→ What you should do: Give all of the lines again, with nothing added or dropped.

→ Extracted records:

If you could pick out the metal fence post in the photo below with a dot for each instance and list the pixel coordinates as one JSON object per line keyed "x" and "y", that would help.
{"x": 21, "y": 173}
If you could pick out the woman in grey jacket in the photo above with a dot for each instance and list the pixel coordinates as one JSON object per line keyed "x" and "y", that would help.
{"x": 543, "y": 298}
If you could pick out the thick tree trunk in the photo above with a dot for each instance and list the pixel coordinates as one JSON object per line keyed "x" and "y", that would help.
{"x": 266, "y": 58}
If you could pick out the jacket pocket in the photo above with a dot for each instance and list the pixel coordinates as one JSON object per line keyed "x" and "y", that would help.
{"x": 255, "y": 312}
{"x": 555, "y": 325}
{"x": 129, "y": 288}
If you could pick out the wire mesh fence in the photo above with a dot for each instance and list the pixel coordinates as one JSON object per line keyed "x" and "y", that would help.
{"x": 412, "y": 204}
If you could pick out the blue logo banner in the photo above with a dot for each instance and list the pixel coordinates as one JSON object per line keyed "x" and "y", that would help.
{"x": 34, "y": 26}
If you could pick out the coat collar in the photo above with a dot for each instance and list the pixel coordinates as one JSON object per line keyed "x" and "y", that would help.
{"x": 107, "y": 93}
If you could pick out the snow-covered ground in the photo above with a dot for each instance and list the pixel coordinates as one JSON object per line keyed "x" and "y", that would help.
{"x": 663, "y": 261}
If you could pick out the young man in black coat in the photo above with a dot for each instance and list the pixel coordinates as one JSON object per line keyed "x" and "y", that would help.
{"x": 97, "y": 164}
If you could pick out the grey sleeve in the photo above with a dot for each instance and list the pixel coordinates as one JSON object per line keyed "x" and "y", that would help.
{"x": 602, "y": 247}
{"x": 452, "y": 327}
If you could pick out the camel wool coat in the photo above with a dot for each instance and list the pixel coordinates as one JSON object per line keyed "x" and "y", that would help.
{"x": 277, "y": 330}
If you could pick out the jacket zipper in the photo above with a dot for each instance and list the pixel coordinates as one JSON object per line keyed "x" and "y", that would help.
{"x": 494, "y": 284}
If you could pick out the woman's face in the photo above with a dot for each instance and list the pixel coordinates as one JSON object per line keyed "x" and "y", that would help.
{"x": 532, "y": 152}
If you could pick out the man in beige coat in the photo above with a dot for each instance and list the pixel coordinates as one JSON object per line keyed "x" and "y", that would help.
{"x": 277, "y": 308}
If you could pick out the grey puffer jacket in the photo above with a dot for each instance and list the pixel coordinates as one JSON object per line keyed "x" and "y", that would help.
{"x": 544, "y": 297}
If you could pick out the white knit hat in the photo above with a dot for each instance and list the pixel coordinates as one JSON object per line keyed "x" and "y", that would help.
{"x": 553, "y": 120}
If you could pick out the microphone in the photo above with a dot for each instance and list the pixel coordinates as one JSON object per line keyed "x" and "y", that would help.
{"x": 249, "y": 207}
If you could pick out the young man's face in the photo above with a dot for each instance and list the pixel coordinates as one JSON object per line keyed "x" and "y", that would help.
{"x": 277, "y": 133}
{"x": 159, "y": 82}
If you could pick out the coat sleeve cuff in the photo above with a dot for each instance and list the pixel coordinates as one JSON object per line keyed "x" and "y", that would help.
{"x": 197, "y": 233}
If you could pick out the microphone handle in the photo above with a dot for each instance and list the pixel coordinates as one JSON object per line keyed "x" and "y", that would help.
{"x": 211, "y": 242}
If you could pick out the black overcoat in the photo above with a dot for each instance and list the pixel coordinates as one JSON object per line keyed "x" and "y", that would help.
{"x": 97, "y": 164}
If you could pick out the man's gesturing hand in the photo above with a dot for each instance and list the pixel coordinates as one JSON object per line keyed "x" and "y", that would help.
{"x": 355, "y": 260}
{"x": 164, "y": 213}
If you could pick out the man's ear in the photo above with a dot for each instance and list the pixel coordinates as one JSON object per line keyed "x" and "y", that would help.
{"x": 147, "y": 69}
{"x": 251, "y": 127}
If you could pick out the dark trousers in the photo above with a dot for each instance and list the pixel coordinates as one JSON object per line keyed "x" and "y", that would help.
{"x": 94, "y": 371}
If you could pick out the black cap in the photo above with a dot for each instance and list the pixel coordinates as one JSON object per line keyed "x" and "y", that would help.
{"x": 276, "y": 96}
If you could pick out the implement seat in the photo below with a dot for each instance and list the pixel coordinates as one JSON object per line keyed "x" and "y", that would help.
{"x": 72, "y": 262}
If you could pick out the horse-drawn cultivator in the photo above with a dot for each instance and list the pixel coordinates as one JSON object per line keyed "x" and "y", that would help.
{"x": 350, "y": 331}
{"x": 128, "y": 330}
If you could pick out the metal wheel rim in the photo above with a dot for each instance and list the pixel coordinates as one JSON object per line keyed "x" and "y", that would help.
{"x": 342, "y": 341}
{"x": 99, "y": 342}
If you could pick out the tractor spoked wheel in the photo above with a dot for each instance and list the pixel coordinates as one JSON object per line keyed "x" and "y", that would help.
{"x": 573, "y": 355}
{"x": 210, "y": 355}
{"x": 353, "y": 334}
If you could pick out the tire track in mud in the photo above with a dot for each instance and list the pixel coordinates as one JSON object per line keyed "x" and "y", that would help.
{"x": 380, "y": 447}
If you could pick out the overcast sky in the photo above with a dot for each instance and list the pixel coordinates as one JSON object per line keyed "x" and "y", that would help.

→ Written reply:
If you could pick out the metal fence post in the photo below with a dot for each instance and list the pixel coordinates as one JSON object per line keyed "x" and "y", that would help.
{"x": 21, "y": 173}
If you could pick out the woman in grey jacket in the photo above with a dot for each instance and list the pixel coordinates as one JSON object per line keyed "x" and "y", that would help.
{"x": 543, "y": 298}
If you could pick out the thick tree trunk in the photo above with a dot for each instance and list the pixel coordinates as one JSON object per line keyed "x" and "y", that would help.
{"x": 266, "y": 58}
If you could pick out the jacket pocket in the photo above with a dot for each instance and list the pixel coordinates as one JSON object per line keyed "x" and "y", that would help.
{"x": 255, "y": 312}
{"x": 555, "y": 325}
{"x": 129, "y": 288}
If you could pick out the wire mesh fence in the photo above with a dot for each instance and list the pixel coordinates as one JSON object per line keyed "x" and "y", that would help.
{"x": 412, "y": 204}
If you could pick out the blue logo banner in the photo above with a dot for each instance and list the pixel coordinates as one JSON object per line keyed "x" and "y", that would help.
{"x": 34, "y": 26}
If you could pick out the coat collar in the photo above with a dot for each instance and list the pixel coordinates as one JSON object per line keyed "x" and "y", that would help.
{"x": 107, "y": 93}
If you could pick out the snow-covered ground in the photo above with a dot for each instance and list the pixel coordinates as one JSON object per line keyed "x" and "y", that would help.
{"x": 663, "y": 261}
If you could pick out the young man in black coat in the photo above with a dot for each instance and list the pixel coordinates as one JSON object per line keyed "x" and "y", that would help.
{"x": 97, "y": 164}
If you could pick out the grey sleeve in the photo above with a dot for each instance and list the pixel coordinates as one JSON object per line keyed "x" and "y", that would help.
{"x": 602, "y": 247}
{"x": 452, "y": 327}
If you could pick out the camel wool coat in the photo above with a dot for each instance and list the pixel coordinates as one JSON object per line keyed "x" and "y", that would help.
{"x": 277, "y": 330}
If you could pick out the jacket zipper in the photo above with a dot for each instance and list the pixel coordinates as one JSON object per line keyed "x" and "y", that would help.
{"x": 494, "y": 284}
If you could pick out the woman's face in the photo above with a dot for each instance and list the pixel coordinates as one JSON object per line keyed "x" and "y", that would help.
{"x": 532, "y": 152}
If you could pick out the man in beige coat in the photo above with a dot for each instance and list the pixel coordinates as one JSON object per line keyed "x" and "y", that would help.
{"x": 277, "y": 308}
If you could pick out the grey puffer jacket in the photo above with a dot for each instance and list the pixel coordinates as one JSON object per line keyed "x" and "y", that would help.
{"x": 544, "y": 297}
If you could pick out the white knit hat in the photo above with a dot for each instance and list the pixel coordinates as one JSON object per line keyed "x" and "y", that would help.
{"x": 553, "y": 120}
If you could pick out the microphone in the photo above with a dot for each instance and list the pixel coordinates as one JSON object per line keyed "x" and "y", that would help.
{"x": 249, "y": 207}
If you could pick out the young man's face in the photo above with a dot for each instance and list the pixel coordinates as one JSON object per line keyed "x" and "y", that would help.
{"x": 277, "y": 133}
{"x": 159, "y": 82}
If you could pick out the coat sleeve cuff in the photo above with a dot for each instance and list the pixel coordinates as one JSON object per line keyed "x" and "y", that would help.
{"x": 197, "y": 233}
If you could pick out the microphone handle in the photo above with a dot for each instance and list the pixel coordinates as one JSON object per line keyed "x" and "y", that would help.
{"x": 211, "y": 242}
If you could pick out the black overcoat in the photo above with a dot for each instance and list the pixel coordinates as one JSON object per line keyed "x" and "y", that would help.
{"x": 97, "y": 164}
If you could pick out the man's gesturing hand in the photo above with a dot for each instance and list the pixel coordinates as one JSON object per line keyed "x" and "y", that would help.
{"x": 355, "y": 260}
{"x": 164, "y": 213}
If you could pick out the man's ear in the photo above with a dot for each instance and list the pixel coordinates as one JSON object per line keyed "x" and "y", that would help.
{"x": 147, "y": 69}
{"x": 251, "y": 127}
If you could pick out the dark trousers in the photo above with a dot for each instance and list the pixel coordinates as one JSON object per line keyed "x" and "y", that would help.
{"x": 94, "y": 371}
If you could pick out the black cap in the photo above with a dot for each instance and list the pixel coordinates as one JSON object per line keyed "x" and "y", that would help.
{"x": 276, "y": 96}
If you could pick out the implement seat in the photo below with a dot for each instance and list the pixel coordinates as one JSON object per line keyed "x" and "y", that would help.
{"x": 72, "y": 262}
If you could pick out the horse-drawn cultivator in the photo above with a dot for each instance and list the pixel coordinates as one JSON object per line keyed "x" and "y", that would help.
{"x": 350, "y": 331}
{"x": 128, "y": 330}
If you could pick out the metal wheel rim in the photo above with a dot for each instance and list the pixel coordinates as one JSON object per line keyed "x" and "y", that would help.
{"x": 342, "y": 341}
{"x": 99, "y": 342}
If you could pick out the tractor spoked wheel in the photo above with a dot for each instance and list the pixel coordinates as one JSON object per line keyed "x" and "y", that would help.
{"x": 573, "y": 355}
{"x": 210, "y": 355}
{"x": 353, "y": 334}
If you could pick out the tire track in mud in the photo above with a dot for each instance and list the pixel coordinates as one JSON object per line keyed "x" and "y", that would help.
{"x": 380, "y": 447}
If you could pick out the overcast sky in the photo above with a dot for each instance and list the pixel coordinates as one JSON object per line keyed "x" and "y", that would help.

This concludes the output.